Problem details: Retype, exactly as they appear below, the lines between the line holding "# for every instance of the woman's long" and the line holding "# for every instance of the green backpack, mark", both ends included.

Records to process:
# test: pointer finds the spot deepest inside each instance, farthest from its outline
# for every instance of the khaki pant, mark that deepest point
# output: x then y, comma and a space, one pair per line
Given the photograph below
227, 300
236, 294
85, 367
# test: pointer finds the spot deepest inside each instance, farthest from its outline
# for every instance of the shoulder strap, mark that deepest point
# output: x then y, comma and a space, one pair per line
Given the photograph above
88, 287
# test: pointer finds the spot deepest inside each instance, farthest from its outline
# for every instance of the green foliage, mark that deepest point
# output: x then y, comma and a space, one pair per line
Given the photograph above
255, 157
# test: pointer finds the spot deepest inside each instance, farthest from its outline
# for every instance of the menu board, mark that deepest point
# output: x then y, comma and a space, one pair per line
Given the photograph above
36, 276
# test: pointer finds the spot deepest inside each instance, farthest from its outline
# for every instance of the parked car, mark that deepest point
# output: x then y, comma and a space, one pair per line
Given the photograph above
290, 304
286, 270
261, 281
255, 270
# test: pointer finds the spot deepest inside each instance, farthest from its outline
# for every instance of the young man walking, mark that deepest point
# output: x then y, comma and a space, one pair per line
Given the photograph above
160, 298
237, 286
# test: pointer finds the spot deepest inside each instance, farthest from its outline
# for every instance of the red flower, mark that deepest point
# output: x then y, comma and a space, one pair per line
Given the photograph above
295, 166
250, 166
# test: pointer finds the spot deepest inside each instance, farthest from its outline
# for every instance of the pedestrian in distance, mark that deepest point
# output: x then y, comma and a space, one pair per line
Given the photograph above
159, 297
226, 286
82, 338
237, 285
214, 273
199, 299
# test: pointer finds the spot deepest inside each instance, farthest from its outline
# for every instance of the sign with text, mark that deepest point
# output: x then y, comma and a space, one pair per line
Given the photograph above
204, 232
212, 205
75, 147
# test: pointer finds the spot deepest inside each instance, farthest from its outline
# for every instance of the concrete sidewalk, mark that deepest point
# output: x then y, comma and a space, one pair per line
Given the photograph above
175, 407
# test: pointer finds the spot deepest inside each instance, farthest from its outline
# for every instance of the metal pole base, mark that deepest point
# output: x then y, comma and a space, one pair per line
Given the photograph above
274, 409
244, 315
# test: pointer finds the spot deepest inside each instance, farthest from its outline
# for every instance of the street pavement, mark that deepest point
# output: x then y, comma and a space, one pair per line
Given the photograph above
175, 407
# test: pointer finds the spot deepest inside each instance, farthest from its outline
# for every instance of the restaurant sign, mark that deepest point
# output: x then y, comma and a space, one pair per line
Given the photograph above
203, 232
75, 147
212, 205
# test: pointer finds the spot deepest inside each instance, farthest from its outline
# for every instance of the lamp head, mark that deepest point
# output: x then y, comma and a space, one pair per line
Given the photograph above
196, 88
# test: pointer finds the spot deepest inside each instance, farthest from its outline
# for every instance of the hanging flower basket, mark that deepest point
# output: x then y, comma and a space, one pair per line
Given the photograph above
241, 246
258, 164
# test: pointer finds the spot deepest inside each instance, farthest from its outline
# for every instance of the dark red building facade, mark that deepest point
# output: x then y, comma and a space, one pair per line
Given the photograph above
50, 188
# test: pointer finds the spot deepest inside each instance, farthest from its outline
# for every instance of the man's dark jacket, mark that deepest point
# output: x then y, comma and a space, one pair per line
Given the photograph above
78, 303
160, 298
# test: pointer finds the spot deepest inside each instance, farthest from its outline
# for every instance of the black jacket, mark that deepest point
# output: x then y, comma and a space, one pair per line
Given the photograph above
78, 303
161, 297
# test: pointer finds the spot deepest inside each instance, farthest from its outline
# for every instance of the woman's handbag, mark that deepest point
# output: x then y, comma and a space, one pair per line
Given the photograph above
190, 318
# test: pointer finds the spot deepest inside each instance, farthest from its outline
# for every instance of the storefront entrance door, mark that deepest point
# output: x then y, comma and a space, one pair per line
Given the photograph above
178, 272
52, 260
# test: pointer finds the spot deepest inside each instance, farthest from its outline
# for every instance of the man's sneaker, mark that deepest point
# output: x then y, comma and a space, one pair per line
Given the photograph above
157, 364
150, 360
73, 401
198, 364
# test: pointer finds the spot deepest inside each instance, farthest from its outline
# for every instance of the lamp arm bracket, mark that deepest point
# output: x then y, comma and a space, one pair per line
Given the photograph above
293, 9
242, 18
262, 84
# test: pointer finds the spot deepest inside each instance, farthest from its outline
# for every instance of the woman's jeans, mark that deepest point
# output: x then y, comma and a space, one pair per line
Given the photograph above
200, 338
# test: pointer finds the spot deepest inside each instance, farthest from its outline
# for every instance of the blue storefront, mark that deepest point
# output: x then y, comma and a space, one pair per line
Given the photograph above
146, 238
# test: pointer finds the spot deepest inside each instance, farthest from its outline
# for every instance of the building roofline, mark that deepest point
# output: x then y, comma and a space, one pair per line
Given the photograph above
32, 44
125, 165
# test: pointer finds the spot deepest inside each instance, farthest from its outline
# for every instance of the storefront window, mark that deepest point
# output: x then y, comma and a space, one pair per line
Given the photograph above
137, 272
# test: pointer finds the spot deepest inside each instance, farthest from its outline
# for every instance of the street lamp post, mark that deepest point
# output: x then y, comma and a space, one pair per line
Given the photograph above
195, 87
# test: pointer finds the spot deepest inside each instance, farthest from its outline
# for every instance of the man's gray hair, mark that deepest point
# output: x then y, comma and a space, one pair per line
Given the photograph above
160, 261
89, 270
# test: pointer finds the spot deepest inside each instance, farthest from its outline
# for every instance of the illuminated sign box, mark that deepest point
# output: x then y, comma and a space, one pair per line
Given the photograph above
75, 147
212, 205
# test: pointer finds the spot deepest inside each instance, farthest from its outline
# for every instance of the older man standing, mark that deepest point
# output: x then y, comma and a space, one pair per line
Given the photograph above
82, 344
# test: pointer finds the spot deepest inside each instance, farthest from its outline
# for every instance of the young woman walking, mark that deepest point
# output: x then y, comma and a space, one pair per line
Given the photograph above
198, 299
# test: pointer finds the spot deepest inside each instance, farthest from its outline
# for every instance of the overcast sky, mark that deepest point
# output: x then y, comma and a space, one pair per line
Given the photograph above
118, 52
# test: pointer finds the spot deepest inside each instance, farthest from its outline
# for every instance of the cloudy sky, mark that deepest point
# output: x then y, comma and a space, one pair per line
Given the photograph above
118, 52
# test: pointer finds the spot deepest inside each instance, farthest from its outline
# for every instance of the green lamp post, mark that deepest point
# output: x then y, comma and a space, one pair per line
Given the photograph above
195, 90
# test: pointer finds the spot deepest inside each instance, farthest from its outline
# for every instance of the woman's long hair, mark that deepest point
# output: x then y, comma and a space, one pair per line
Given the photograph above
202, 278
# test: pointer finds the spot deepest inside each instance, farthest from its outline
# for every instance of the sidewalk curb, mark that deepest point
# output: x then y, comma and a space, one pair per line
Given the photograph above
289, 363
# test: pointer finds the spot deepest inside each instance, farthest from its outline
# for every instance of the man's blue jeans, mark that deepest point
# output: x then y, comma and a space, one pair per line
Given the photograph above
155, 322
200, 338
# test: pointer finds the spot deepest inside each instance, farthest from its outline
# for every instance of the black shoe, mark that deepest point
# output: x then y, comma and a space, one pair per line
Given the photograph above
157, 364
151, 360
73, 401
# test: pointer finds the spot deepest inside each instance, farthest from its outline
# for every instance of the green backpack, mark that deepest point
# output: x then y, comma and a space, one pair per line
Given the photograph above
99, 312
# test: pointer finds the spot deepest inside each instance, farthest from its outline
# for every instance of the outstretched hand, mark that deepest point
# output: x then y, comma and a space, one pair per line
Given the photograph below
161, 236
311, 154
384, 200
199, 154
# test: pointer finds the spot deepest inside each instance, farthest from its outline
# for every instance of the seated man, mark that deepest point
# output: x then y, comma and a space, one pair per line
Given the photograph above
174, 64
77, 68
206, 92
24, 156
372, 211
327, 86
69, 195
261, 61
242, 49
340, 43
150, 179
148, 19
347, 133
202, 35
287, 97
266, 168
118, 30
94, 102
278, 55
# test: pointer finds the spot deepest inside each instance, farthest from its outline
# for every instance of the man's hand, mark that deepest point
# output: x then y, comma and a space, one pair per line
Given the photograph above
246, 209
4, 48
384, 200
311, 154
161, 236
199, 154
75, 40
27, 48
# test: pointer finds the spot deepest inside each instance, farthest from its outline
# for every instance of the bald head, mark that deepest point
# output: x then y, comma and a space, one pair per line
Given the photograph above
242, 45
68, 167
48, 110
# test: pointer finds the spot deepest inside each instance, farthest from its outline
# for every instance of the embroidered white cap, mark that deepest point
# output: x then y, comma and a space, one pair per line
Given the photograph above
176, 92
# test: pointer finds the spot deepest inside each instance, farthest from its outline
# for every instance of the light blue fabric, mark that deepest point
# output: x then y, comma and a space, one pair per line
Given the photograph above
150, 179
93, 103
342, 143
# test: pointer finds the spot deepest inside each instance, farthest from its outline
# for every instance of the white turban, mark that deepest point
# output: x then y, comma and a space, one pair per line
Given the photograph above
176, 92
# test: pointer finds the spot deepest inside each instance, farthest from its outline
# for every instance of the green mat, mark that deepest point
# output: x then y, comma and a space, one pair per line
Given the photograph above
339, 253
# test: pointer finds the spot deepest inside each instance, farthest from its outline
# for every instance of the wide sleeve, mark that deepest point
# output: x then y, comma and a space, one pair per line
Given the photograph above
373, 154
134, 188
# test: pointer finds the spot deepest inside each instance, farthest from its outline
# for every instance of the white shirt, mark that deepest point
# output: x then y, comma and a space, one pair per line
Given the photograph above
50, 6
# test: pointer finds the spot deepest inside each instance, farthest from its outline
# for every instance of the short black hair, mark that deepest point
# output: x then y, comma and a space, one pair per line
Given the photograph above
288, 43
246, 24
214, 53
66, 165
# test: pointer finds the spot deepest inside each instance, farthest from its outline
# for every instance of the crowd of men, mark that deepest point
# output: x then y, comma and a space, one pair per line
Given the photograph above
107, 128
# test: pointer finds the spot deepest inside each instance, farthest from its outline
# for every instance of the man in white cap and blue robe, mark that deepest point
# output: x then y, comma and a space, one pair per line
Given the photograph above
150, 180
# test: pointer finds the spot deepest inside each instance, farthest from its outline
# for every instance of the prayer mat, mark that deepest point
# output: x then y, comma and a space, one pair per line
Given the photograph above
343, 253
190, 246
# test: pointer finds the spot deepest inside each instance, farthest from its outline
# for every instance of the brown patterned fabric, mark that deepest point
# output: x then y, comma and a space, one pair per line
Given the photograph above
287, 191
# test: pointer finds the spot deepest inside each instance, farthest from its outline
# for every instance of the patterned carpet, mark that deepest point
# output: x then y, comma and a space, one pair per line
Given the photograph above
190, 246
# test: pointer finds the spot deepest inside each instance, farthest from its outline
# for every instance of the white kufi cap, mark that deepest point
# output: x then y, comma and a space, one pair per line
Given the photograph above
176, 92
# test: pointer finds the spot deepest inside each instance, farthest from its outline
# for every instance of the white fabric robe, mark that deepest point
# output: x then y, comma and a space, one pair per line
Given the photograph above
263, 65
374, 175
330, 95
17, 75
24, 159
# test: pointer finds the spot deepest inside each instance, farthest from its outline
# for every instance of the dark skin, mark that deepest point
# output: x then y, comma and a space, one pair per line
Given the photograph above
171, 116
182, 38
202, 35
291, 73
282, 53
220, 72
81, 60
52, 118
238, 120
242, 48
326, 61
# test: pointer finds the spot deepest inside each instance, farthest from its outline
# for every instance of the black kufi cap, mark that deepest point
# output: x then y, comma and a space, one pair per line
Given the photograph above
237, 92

Answer to this task:
# for every instance of the woman's long hair, mark that deepest point
# output: x then y, comma and a space, one pair per line
Given the photograph above
202, 278
# test: pointer finds the spot deepest inside each instance, farthest from its outline
# for every instance of the sidewalk curb, mark that deepest point
# output: x then y, comma and a space, one pair per line
Given the photograph above
289, 363
# test: pointer finds the spot deepest inside each instance, farthest from its outline
# for every instance of the man's blue jeans, mark that deepest point
# output: x then y, comma and a space, one pair per line
Given the photograph above
155, 322
200, 338
# test: pointer finds the spot deepest inside each instance, farthest from its outline
# for every instance of the black shoe, mark that deepest point
# output: x then y, comma and a space, one pair per line
Given the photograph above
157, 364
151, 360
73, 401
# test: pointer finds the spot deepest inside each instance, farthest from its outline
# for every instance of the green backpack, mark that deepest point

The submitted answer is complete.